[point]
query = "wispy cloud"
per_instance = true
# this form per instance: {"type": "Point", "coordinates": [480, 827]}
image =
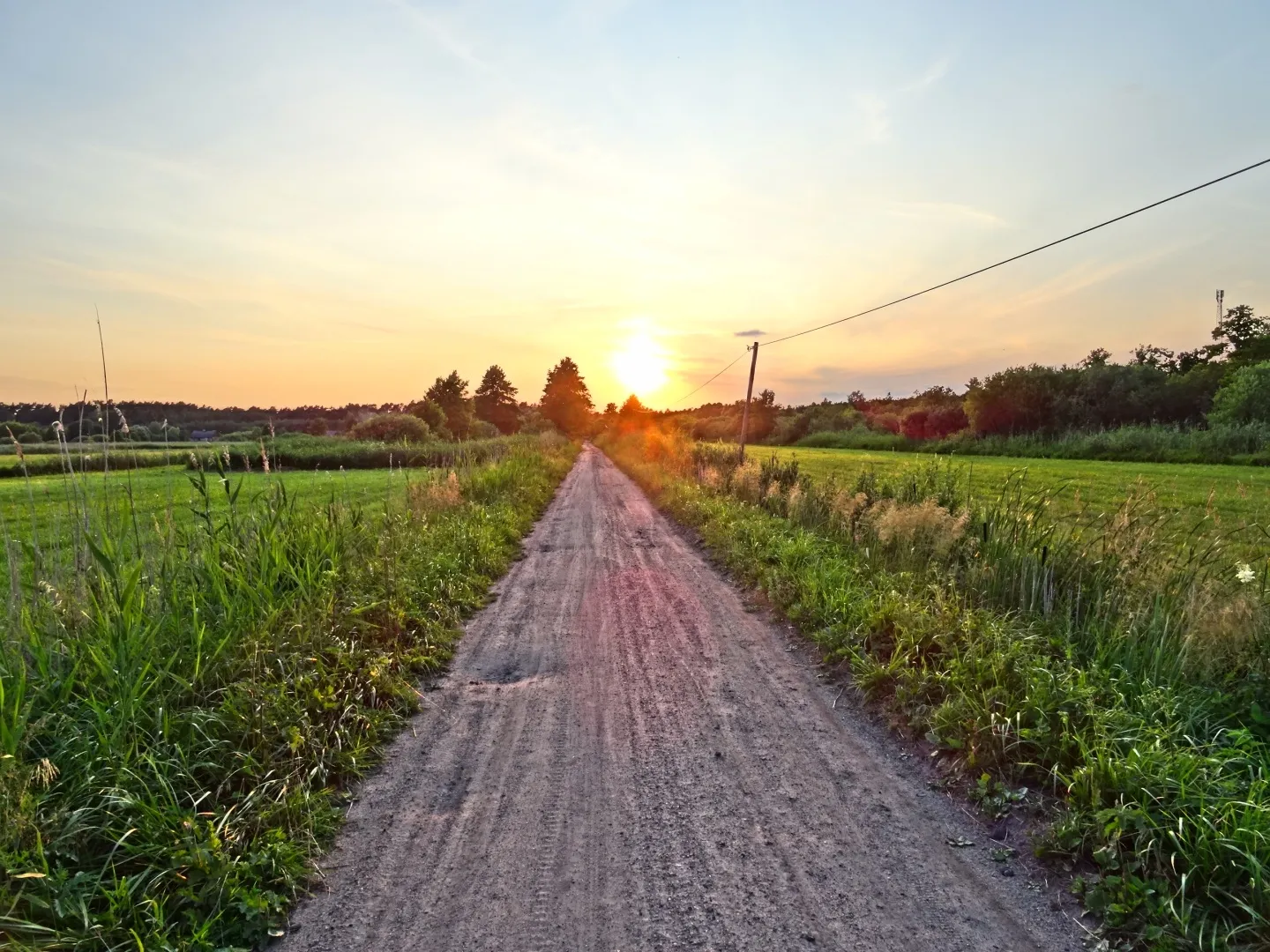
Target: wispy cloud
{"type": "Point", "coordinates": [934, 72]}
{"type": "Point", "coordinates": [442, 34]}
{"type": "Point", "coordinates": [946, 210]}
{"type": "Point", "coordinates": [875, 108]}
{"type": "Point", "coordinates": [874, 115]}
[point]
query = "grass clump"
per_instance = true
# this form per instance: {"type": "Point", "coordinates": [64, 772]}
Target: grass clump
{"type": "Point", "coordinates": [1116, 660]}
{"type": "Point", "coordinates": [187, 691]}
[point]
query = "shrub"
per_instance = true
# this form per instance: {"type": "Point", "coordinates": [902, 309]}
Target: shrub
{"type": "Point", "coordinates": [1244, 398]}
{"type": "Point", "coordinates": [392, 428]}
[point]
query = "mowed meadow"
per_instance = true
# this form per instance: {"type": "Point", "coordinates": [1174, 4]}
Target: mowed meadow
{"type": "Point", "coordinates": [1227, 502]}
{"type": "Point", "coordinates": [196, 661]}
{"type": "Point", "coordinates": [1084, 648]}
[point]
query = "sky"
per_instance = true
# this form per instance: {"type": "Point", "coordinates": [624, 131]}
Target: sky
{"type": "Point", "coordinates": [326, 202]}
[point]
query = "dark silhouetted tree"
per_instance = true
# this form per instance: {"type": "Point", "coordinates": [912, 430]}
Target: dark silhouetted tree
{"type": "Point", "coordinates": [451, 395]}
{"type": "Point", "coordinates": [496, 401]}
{"type": "Point", "coordinates": [566, 400]}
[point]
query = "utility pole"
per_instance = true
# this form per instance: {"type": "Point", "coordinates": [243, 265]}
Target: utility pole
{"type": "Point", "coordinates": [750, 392]}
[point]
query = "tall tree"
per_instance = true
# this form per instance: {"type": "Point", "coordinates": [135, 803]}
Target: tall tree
{"type": "Point", "coordinates": [496, 401]}
{"type": "Point", "coordinates": [451, 395]}
{"type": "Point", "coordinates": [566, 400]}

Given instruction
From the material above, reproduce everything verbatim except the pictures.

Written answer
[point]
query = "wispy cloud"
per_instance = true
# this form per instance: {"type": "Point", "coordinates": [480, 827]}
image =
Target: wispy cloud
{"type": "Point", "coordinates": [934, 72]}
{"type": "Point", "coordinates": [442, 34]}
{"type": "Point", "coordinates": [946, 210]}
{"type": "Point", "coordinates": [875, 108]}
{"type": "Point", "coordinates": [874, 115]}
[point]
query = "grass clump"
per_instance = true
# this form per instance: {"type": "Point", "coordinates": [64, 772]}
Target: grass clump
{"type": "Point", "coordinates": [1116, 660]}
{"type": "Point", "coordinates": [187, 691]}
[point]
query = "shrub"
per_instance = true
# this form per instance: {"type": "Point", "coordinates": [902, 309]}
Target: shrub
{"type": "Point", "coordinates": [1244, 398]}
{"type": "Point", "coordinates": [392, 428]}
[point]
query = "mowed meadow"
per_instance = true
# this form per instance: {"type": "Point", "coordinates": [1174, 4]}
Target: mowed meadow
{"type": "Point", "coordinates": [1227, 502]}
{"type": "Point", "coordinates": [196, 661]}
{"type": "Point", "coordinates": [1084, 648]}
[point]
query = "sky"
per_instance = true
# this form per instance: {"type": "Point", "coordinates": [624, 131]}
Target: sky
{"type": "Point", "coordinates": [326, 202]}
[point]
query = "dark silhouetted tree"
per_instance = true
# this form per instance: {"type": "Point", "coordinates": [912, 430]}
Target: dark silhouetted tree
{"type": "Point", "coordinates": [451, 395]}
{"type": "Point", "coordinates": [496, 401]}
{"type": "Point", "coordinates": [566, 400]}
[point]
query = "utility pole"
per_instance = true
# this form per instance: {"type": "Point", "coordinates": [243, 265]}
Target: utility pole
{"type": "Point", "coordinates": [750, 392]}
[point]
query = "tall tree"
per_instance = true
# this form per instance: {"type": "Point", "coordinates": [135, 803]}
Target: tall tree
{"type": "Point", "coordinates": [496, 401]}
{"type": "Point", "coordinates": [451, 395]}
{"type": "Point", "coordinates": [566, 400]}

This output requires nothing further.